Instructions for the task> Rewrite the listing below with "small fish" renamed to "juvenile fish" at every occurrence. Leave all other lines and characters unchanged.

** begin Data provided **

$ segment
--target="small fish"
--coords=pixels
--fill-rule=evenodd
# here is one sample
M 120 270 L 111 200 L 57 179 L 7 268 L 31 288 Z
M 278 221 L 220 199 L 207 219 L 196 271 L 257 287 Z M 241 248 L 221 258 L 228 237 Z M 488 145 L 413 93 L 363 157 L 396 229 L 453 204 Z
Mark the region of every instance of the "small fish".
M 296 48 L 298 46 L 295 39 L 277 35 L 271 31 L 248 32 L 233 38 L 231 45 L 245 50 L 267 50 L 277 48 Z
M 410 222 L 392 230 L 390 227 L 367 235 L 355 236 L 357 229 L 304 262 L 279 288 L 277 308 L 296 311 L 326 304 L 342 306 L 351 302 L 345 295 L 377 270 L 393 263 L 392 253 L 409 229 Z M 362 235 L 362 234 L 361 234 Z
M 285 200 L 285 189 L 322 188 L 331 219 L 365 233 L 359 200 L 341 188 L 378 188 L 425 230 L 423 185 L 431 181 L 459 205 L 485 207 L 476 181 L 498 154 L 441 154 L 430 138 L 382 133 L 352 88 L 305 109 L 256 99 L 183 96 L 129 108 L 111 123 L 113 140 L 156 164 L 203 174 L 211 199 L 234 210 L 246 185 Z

** end Data provided **

Task output>
$ segment
--target="juvenile fish"
--coords=pixels
--fill-rule=evenodd
# here is one sample
M 120 270 L 111 200 L 57 179 L 7 268 L 31 288 Z
M 278 221 L 220 199 L 207 219 L 196 271 L 257 287 Z M 241 248 L 221 258 L 228 237 Z M 488 145 L 413 93 L 363 157 L 396 229 L 453 204 Z
Mark the region of every instance of the "juvenile fish".
M 296 48 L 298 46 L 295 39 L 277 35 L 271 31 L 248 32 L 233 38 L 231 45 L 245 50 L 267 50 L 277 48 Z
M 410 222 L 392 230 L 390 227 L 367 235 L 355 236 L 357 229 L 304 262 L 279 288 L 277 308 L 296 311 L 326 304 L 342 306 L 351 302 L 345 295 L 377 270 L 393 263 L 392 253 L 409 229 Z M 362 235 L 362 234 L 361 234 Z
M 285 200 L 285 189 L 322 188 L 331 219 L 365 233 L 359 200 L 341 188 L 378 188 L 425 230 L 423 185 L 431 181 L 459 205 L 485 207 L 476 181 L 498 154 L 441 154 L 430 138 L 382 133 L 352 88 L 305 109 L 256 99 L 183 96 L 129 108 L 111 123 L 113 140 L 156 164 L 203 174 L 211 199 L 234 210 L 246 185 Z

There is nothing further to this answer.